DOCUMENT EXTRACT —
(begin)

A conformant JSON conversion application MUST produce output conforming to this algorithm according to the chosen mode of conversion: standard or minimal.

Where an annotated table is defined in isolation (e.g. in the absence of a group of tables), a default group of tables is provided with a single tables annotation that refers to the given table.

The [[!tabular-data-model]] specifies that string values within tabular data (such as column titles or cell string values) MUST contain only Unicode characters. No Unicode normalization (as specified in [[UAX15]]) is applied to these string values during the conversion to JSON.

Minimal mode

The steps in the algorithm defined here apply to minimal mode.

  1. Insert an empty array A into the JSON output. The objects containing the name-value pairs associated with the cell values will be subsequently inserted into this array.

  2. Each table is processed sequentially in the order they are referenced in the group of tables. For each table where the suppress output annotation is false:

    1. Each row within the table is processed sequentially in order. For each row in the current table:

      1. Generate a sequence of objects, S1 to Sn, each of which corresponds to a subject described by the current row, as described in .

        The subject(s) described by each row are determined according to the about URL annotation for each cell in the current row. Where about URL is undefined, a default subject for the row is used.

      2. As described in , process the sequence of objects, S1 to Sn, to produce a new sequence of root objects, SR1 to SRm, that MAY include nested objects.

        A row MAY describe multiple interrelated subjects; where the value URL annotation on one cell matches the about URL annotation on another cell in the same row.

      3. Insert each root object, SR1 to SRm, into array A.

Standard mode

The steps in the algorithm defined here apply to standard mode.

  1. Insert an empty object G into the JSON output which is associated with the group of tables.

  2. If the group of tables has an identifier IG; insert the following name-value pair into object G:

    name
    @id
    value
    IG
  3. Insert any notes and non-core annotations specified for the group of tables into object G according to the rules provided in .

  4. Insert the following name-value pair into object G:

    name
    tables
    value
    AT

    where AT is an array into which the objects describing the annotated tables will be subsequently inserted.

  5. Each table is processed sequentially in the order they are referenced in the group of tables.

    For each table where the suppress output annotation is false:

    1. Insert an empty object T into the array AT to represent the table.

    2. If the table has an identifier IT; insert the following name-value pair into object T:

      name
      @id
      value
      IT
    3. Specify the source tabular data file URL for the current table based on the url annotation; insert the following name-value pair into object T:

      name
      url
      value
      URL
    4. Insert any notes and non-core annotations specified for the table into object T according to the rules provided in .

      All other core annotations for the table are ignored during the conversion; including information about table schemas and their columns, foreign keys, table direction, transformations, etc.

    5. Insert the following name-value pair into object T:

      name
      row
      value
      AR

      where AR is an array into which the objects describing the rows will be subsequently inserted.

(end)

DATA EXTRACT —
(begin)

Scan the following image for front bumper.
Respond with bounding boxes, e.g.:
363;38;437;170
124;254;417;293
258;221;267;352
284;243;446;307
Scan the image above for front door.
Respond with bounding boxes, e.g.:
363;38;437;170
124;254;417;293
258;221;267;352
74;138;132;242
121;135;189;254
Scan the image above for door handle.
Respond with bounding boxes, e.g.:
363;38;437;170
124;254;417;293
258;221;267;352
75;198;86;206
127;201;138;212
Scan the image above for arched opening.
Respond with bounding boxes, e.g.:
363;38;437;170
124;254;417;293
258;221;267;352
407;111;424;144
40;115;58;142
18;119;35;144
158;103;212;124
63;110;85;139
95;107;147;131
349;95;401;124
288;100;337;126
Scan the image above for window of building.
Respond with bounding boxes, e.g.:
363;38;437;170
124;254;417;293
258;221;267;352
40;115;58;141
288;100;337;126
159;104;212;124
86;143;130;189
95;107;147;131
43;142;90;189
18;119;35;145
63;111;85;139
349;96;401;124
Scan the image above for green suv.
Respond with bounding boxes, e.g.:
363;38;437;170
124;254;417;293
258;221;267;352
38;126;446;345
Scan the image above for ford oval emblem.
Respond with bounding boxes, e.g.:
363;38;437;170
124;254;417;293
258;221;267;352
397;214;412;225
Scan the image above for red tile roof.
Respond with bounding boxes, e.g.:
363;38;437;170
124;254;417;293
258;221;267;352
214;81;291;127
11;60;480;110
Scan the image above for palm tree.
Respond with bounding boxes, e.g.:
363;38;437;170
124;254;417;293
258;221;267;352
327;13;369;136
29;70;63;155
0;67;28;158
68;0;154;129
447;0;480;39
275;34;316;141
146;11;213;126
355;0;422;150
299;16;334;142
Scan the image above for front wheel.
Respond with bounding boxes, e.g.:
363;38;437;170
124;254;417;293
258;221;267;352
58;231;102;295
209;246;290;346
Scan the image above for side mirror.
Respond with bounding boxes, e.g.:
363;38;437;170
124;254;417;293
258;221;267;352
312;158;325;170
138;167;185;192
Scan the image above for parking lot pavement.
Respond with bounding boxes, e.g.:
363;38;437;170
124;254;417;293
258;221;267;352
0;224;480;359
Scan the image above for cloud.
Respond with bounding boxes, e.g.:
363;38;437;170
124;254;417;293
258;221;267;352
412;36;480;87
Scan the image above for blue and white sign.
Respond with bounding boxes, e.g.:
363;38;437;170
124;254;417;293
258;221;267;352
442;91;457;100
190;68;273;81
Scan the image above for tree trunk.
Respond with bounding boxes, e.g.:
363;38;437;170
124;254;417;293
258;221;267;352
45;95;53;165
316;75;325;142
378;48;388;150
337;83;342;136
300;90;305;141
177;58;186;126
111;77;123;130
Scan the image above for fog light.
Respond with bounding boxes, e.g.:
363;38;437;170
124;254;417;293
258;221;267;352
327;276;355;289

(end)

COMPLETE THE FOLLOWING —
**A.** Could you write out again the rows from the line containing "Scan the image above for cloud." through the last row, inclusive, keeping every request and format sample line unchanged but multiplying each bounding-box coordinate in the answers by 1.9 and rounding to the nearest whole number, with halves rounded up?
**B.** How would the text on the JSON conversion algorithm proceed after its final line?

RESPONSES FOR EACH TASK —
**A.**
Scan the image above for cloud.
Respond with bounding boxes, e.g.:
363;38;437;170
124;254;417;293
258;221;267;352
783;68;912;165
Scan the image above for blue and white sign.
Respond with bounding boxes, e.g.:
363;38;437;170
124;254;417;293
258;221;267;352
840;173;868;190
361;129;519;154
Scan the image above for tree trunk.
Respond with bounding boxes, e.g.:
363;38;437;170
124;254;417;293
258;221;267;352
86;181;101;314
600;143;618;270
718;91;737;285
640;158;650;258
570;171;580;268
336;110;353;239
211;146;234;247
Scan the image above for fog light.
Respond with bounding boxes, e.g.:
363;38;437;170
124;254;417;293
258;221;267;352
621;524;675;549

**B.**
    6. Each row within the table is processed sequentially in order. For each row in the current table:

      1. Insert an empty object R into the array AR to represent the row.

      2. Specify the row number n for the row; insert the following name-value pair into object R:

        name
        rownum
        value
        n
      3. Specify the row source number nsource for the row within the source tabular data file URL using a fragment-identifier as specified in [[RFC7111]]; if row source number is not null, insert the following name-value pair into object R:

        name
        url
        value
        URL#row=nsource
      4. Specify any titles for the row; if row titles is not null, insert the following name-value pair into object R:

        name
        titles
        value
        t

        where t is the single value or array of values provided by the row titles annotation.

        JSON has no native support for expressing language information; therefore any such information associated with the row titles is ignored.

      5. Insert any non-core annotations specified for the row into object R according to the rules provided in .

      6. Insert the following name-value pair into object R:

        name
        describes
        value
        A

        where A is an array. The objects containing the name-value pairs associated with the cell values will be subsequently inserted into this array.

      7. Generate a sequence of objects, S1 to Sn, each of which corresponds to a subject described by the current row, as described in .

        The subject(s) described by each row are determined according to the about URL annotation for each cell in the current row. Where about URL is undefined, a default subject for the row is used.

      8. As described in , process the sequence of objects, S1 to Sn, to produce a new sequence of root objects, SR1 to SRm, that MAY include nested objects.

        A row MAY describe multiple interrelated subjects; where the value URL annotation on one cell matches the about URL annotation on another cell in the same row.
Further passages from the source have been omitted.